(Named object pointing entries)
>>>>
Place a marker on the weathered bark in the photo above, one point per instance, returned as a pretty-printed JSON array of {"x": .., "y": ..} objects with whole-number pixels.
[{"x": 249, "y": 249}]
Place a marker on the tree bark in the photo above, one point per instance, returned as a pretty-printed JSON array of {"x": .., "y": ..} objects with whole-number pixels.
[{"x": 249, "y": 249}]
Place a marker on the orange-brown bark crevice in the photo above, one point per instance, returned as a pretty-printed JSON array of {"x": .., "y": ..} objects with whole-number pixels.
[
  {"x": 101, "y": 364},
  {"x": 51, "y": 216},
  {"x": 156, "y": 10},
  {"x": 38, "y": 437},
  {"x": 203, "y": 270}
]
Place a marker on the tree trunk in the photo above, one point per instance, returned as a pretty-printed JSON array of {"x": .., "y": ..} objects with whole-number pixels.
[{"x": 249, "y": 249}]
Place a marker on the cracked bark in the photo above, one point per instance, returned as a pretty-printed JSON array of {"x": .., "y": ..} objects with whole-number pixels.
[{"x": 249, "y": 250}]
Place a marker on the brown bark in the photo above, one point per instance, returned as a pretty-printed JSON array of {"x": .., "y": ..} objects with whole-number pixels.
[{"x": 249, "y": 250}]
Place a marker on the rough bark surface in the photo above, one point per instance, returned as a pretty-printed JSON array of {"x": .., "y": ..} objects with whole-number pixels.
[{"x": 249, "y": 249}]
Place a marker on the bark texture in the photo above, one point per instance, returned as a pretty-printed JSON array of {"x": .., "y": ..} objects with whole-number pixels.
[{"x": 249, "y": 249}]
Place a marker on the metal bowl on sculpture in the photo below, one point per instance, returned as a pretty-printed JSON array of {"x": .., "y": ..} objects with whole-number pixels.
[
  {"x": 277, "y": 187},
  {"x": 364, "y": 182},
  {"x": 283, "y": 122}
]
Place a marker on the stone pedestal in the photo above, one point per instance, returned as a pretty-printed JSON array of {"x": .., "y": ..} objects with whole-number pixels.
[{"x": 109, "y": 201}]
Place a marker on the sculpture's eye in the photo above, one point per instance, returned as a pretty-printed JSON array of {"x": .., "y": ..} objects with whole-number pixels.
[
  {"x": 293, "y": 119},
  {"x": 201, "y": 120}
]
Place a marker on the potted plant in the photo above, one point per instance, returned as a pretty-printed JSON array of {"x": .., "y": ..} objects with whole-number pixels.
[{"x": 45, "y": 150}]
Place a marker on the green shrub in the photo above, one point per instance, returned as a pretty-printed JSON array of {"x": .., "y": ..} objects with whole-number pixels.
<<<<
§ WHAT THE TASK REQUIRES
Rename "Place a marker on" to "Put a dot on" throughout the rows and leave everything else unchanged.

§ FULL RESPONSE
Put a dot on the weathered bark in the photo above, one point per instance, returned as a pretty-printed JSON array of {"x": .., "y": ..} objects with whole-number pixels.
[{"x": 249, "y": 249}]
Put a dot on the tree bark in the photo above, one point per instance, returned as a pretty-printed JSON array of {"x": .., "y": ..} objects with whole-number pixels.
[{"x": 249, "y": 249}]
Put a dot on the orange-brown bark crevice in the photo above, one point per instance, returned as a pretty-printed JSON array of {"x": .., "y": ..} objects with whole-number pixels.
[
  {"x": 101, "y": 364},
  {"x": 51, "y": 216},
  {"x": 156, "y": 10},
  {"x": 38, "y": 437},
  {"x": 203, "y": 270}
]
Put a dot on the tree trunk in the photo above, one point per instance, returned as a pretty-printed JSON array of {"x": .., "y": ..} objects with whole-number pixels.
[{"x": 249, "y": 249}]
Put a dot on the cracked bark in the photo above, one point per instance, returned as a pretty-printed JSON array of {"x": .., "y": ..} objects with whole-number pixels.
[{"x": 249, "y": 250}]
Put a dot on the brown bark in the photo above, one point per instance, returned as a pretty-printed JSON array of {"x": .., "y": ..} objects with whole-number pixels.
[{"x": 249, "y": 250}]
Put a dot on the rough bark surface in the photo above, one point per instance, returned as a pretty-printed JSON array of {"x": .., "y": ..} objects with whole-number pixels.
[{"x": 249, "y": 249}]
Put a dot on the bark texture in the photo above, one point per instance, returned as a pretty-printed JSON array of {"x": .., "y": ..} objects with whole-number pixels.
[{"x": 249, "y": 249}]
Put a dot on the metal bowl on sculpture in the photo below, one point per instance, returned as a pretty-printed JSON array of {"x": .., "y": ..} objects with whole-number pixels.
[
  {"x": 277, "y": 187},
  {"x": 364, "y": 182},
  {"x": 283, "y": 122}
]
Put a dot on the stone pedestal in the photo above, one point per instance, returned as a pretty-printed JSON array of {"x": .., "y": ..} objects with whole-number pixels.
[{"x": 109, "y": 201}]
Put a dot on the sculpture's eye in the photo above, one point per instance, returned as a pretty-printed JSON array of {"x": .., "y": ..} objects with whole-number pixels.
[
  {"x": 293, "y": 119},
  {"x": 201, "y": 120}
]
Put a dot on the potted plant in the photo above, one point per instance, returned as a pretty-printed JSON array of {"x": .., "y": ..} objects with whole-number pixels.
[{"x": 45, "y": 150}]
Put a dot on the green shrub in the photo above, one point per instance, returned as a pretty-printed JSON array of {"x": .., "y": ..} objects with whole-number pixels.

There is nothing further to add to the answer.